■ AIM OF THE TASK ■
Return each line of the material below verbatim, leaving out the pictures.
========================================
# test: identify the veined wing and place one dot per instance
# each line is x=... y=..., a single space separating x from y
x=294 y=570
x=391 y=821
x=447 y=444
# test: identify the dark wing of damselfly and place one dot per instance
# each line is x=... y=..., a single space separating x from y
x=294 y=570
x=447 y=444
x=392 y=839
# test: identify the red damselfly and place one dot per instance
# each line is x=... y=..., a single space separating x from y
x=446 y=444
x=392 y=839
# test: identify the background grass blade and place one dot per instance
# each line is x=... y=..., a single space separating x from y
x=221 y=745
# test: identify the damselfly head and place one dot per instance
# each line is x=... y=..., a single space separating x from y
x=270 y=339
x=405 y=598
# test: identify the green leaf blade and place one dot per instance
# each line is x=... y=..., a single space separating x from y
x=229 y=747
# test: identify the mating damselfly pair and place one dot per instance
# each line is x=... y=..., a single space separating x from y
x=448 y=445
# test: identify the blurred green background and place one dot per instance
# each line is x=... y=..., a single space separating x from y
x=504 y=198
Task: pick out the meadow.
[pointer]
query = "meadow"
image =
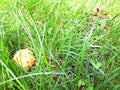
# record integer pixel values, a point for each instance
(76, 44)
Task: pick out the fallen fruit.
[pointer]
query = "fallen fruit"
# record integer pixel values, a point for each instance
(25, 58)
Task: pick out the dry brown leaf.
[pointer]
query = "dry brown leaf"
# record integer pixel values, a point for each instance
(25, 58)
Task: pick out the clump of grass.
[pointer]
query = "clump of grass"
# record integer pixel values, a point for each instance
(72, 51)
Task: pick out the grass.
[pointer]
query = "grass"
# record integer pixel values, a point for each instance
(74, 49)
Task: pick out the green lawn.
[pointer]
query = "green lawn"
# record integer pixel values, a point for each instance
(76, 44)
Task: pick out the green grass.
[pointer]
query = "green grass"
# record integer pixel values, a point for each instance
(73, 50)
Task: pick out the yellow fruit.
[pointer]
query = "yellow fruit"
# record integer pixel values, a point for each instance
(25, 58)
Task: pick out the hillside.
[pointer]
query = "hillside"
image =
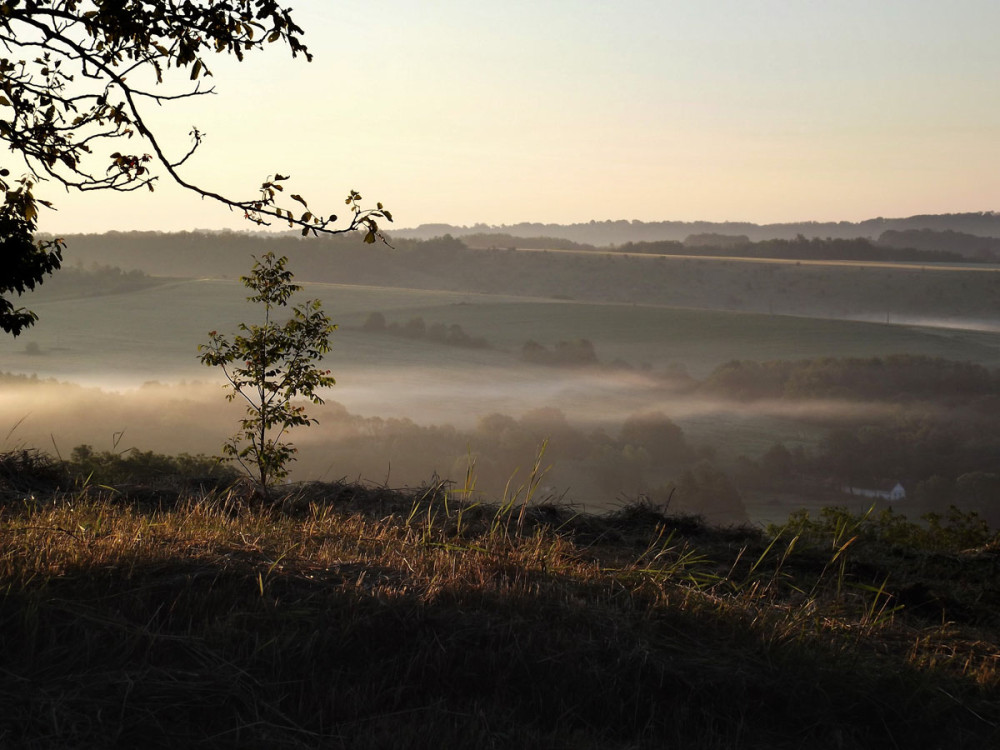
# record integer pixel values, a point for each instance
(610, 232)
(890, 292)
(350, 616)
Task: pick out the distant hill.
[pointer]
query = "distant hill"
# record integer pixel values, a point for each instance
(604, 233)
(973, 246)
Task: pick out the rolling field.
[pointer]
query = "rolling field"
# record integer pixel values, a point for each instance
(121, 341)
(154, 333)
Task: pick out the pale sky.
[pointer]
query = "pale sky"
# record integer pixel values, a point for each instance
(559, 111)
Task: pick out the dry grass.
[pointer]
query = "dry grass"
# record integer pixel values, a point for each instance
(360, 617)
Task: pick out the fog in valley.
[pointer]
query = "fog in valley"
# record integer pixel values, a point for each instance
(738, 389)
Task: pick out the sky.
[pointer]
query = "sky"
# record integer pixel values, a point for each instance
(559, 112)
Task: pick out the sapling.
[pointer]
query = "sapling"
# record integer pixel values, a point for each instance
(272, 367)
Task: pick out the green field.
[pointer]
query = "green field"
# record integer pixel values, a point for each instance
(154, 333)
(122, 341)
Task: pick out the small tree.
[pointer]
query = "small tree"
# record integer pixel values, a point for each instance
(269, 366)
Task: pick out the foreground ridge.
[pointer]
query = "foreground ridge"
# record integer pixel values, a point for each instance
(346, 615)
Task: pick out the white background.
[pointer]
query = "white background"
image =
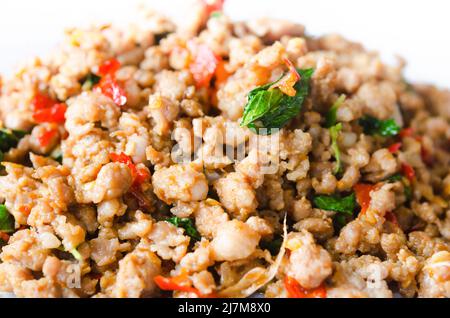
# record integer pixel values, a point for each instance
(415, 29)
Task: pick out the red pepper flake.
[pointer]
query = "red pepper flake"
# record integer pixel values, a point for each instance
(109, 67)
(139, 175)
(408, 172)
(395, 147)
(391, 217)
(180, 283)
(47, 136)
(213, 6)
(294, 290)
(204, 64)
(363, 195)
(54, 114)
(109, 87)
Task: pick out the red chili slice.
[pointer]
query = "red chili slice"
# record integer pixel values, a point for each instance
(139, 175)
(363, 195)
(172, 284)
(395, 147)
(408, 172)
(109, 67)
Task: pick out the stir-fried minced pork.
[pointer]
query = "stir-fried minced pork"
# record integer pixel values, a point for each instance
(219, 158)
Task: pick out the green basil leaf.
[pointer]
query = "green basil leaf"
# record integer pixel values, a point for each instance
(374, 126)
(90, 81)
(268, 108)
(331, 117)
(188, 225)
(334, 134)
(336, 203)
(6, 220)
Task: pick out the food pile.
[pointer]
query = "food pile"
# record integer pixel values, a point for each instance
(117, 178)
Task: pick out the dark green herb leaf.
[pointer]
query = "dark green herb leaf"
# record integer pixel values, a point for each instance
(10, 138)
(57, 155)
(336, 203)
(74, 252)
(334, 134)
(268, 108)
(6, 220)
(188, 225)
(374, 126)
(332, 113)
(90, 81)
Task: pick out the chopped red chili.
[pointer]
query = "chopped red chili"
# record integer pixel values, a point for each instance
(139, 175)
(363, 195)
(204, 64)
(395, 147)
(109, 87)
(408, 171)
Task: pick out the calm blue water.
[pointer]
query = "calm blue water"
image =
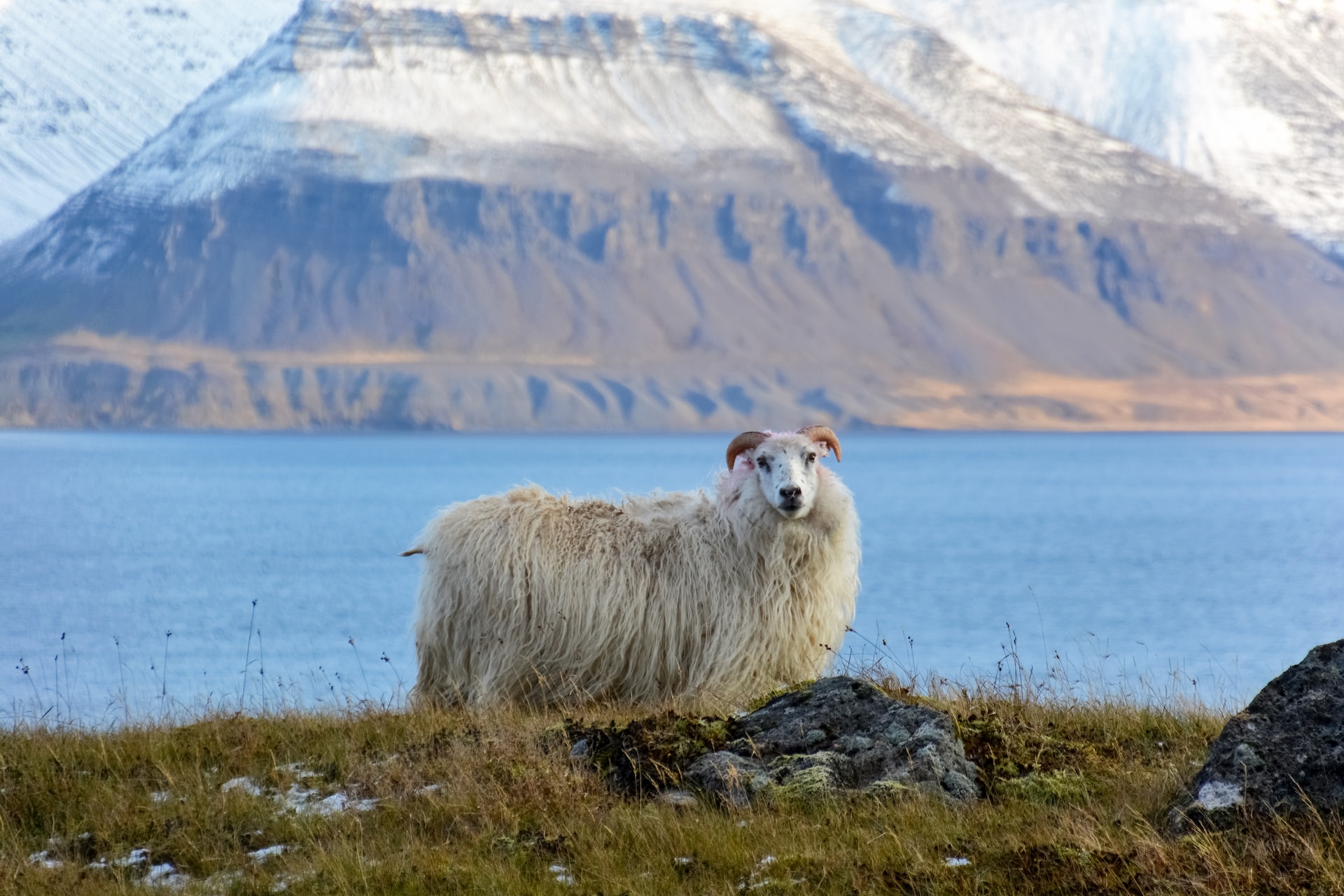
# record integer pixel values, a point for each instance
========================================
■ EXERCISE OUTPUT ■
# test: identify the veined wing and place one dot per instance
# each line is x=... y=..., a single space separating x from y
x=294 y=570
x=391 y=821
x=447 y=444
# test: identify the dark wing of damselfly and place one dot per instance
# each line is x=... y=..., a single space separating x from y
x=294 y=570
x=447 y=444
x=392 y=839
# test: identify the red damselfly and place one dot per instance
# each line is x=... y=..., a single space separating x from y
x=446 y=444
x=392 y=839
# test: identify the background grass blade and place one dot per instance
# each line is x=... y=..., a single space separating x from y
x=221 y=745
# test: identify the damselfly head and place one dot per instance
# each line is x=... y=..., a single space separating x from y
x=270 y=339
x=405 y=598
# test: identify the green leaf blade and place one dot per instance
# each line is x=... y=..., a single space separating x from y
x=229 y=747
# test: identify the mating damselfly pair and place one dot per instance
# each line is x=... y=..., a single space separating x from y
x=448 y=445
# test: identify the blurred green background and place one dot per instance
# each line is x=... y=..., a single space separating x from y
x=504 y=198
Task: pick out the meadow.
[pointer]
query = "meadow"
image =
# record integer pixel values, a point for each instance
(76, 44)
Task: pick out the fallen fruit.
[pointer]
query = "fallen fruit"
# record integer pixel values, a point for each instance
(25, 58)
Task: pick out the dry brown leaf.
[pointer]
query = "dry brown leaf"
# record integer pixel values, a point for each instance
(25, 58)
Task: pick out the clump of grass.
[pointer]
query = "clump of grass"
# record integer pixel values, a point for each instance
(72, 51)
Task: pick out the grass.
[pointer]
query = "grass"
# record integer pixel values, a point for each instance
(74, 49)
Task: pick out the green lawn.
[pointer]
query = "green lawn"
# record integer pixel values, a point for each instance
(76, 44)
Task: pick out the green grass.
[pointer]
query = "green grass"
# record integer pixel values, a point for each instance
(73, 50)
Task: pick out the yellow fruit.
[pointer]
query = "yellow fruit"
# record integer pixel values, a point for each instance
(25, 58)
Task: pick out the hillside.
[pointer]
query = "hillside"
image =
# record integer pixel values, a point for each instance
(610, 232)
(890, 292)
(350, 616)
Task: pick out the distant hill.
[pointer]
query = "distant hill"
# record integer pixel values, a point for each instance
(604, 233)
(973, 246)
Task: pick out the rolling field.
[pointer]
query = "rolling field"
# record integer pixel values, a point for each instance
(121, 341)
(154, 333)
Task: pick out the pale sky.
[pointer]
query = "pale sky"
# record integer pixel values, a point for each instance
(559, 111)
Task: pick out the dry grass.
[pointer]
query = "dry grass"
# record integer pixel values, a point for each instance
(360, 617)
Task: pick out the fog in valley.
[pointer]
query = "fog in valley"
# record integer pixel values, a point for each instance
(738, 389)
Task: pick out the sky.
[pointer]
query = "sky"
# record integer pixel values, a point for each instance
(559, 112)
Task: pick out the sapling.
[pointer]
query = "sapling"
# record integer pixel values, a point for each instance
(272, 367)
Task: pick out the green field.
[pointer]
query = "green field"
# record integer pixel values, a point for each instance
(154, 333)
(122, 341)
Task: pick out the small tree.
[pointer]
query = "small tree"
# record integer pixel values, a point for each instance
(269, 366)
Task: pick out the foreground ridge.
[pointer]
query = "foreground ridge"
# record integer pixel values, a point for each instance
(346, 615)
Task: pick out the white background.
[pointer]
query = "white background"
image =
# record integer pixel values, a point for each instance
(415, 29)
Task: pick out the red pepper flake.
[pointer]
query = "red pepper flake"
# record integer pixel values, a point for each instance
(109, 67)
(139, 175)
(408, 172)
(395, 147)
(391, 217)
(180, 283)
(47, 136)
(213, 6)
(294, 290)
(204, 64)
(363, 195)
(54, 114)
(109, 87)
Task: pick out the red chili slice.
[pointer]
query = "red chili slice"
# record integer pixel values, a point for each instance
(139, 175)
(363, 195)
(172, 284)
(395, 147)
(408, 172)
(109, 67)
Task: pick out the stir-fried minced pork.
[pointer]
query = "stir-fried minced pork"
# record integer pixel values, a point for each instance
(219, 158)
Task: pick out the green basil leaf.
[pointer]
query = "green basil leaf"
# record integer pixel values, a point for each instance
(374, 126)
(90, 81)
(268, 108)
(331, 117)
(188, 225)
(334, 134)
(336, 203)
(6, 220)
Task: pick out the food pile.
[pointer]
query = "food pile"
# record integer pixel values, a point for each instance
(117, 178)
Task: pick out the dark green herb leaf.
[pointer]
query = "dark green herb leaf"
# record integer pixel values, a point for each instance
(10, 138)
(57, 155)
(336, 203)
(74, 252)
(334, 134)
(268, 108)
(6, 220)
(188, 225)
(374, 126)
(332, 113)
(90, 81)
Task: pick out the chopped red chili.
[pointer]
query = "chopped red chili"
# record integer pixel values, a point for each instance
(139, 175)
(363, 195)
(204, 64)
(395, 147)
(109, 87)
(408, 171)
Task: pick out the calm blue water.
[pointer]
query = "calm blue water"
image =
# record integer pixel values, a point for each instance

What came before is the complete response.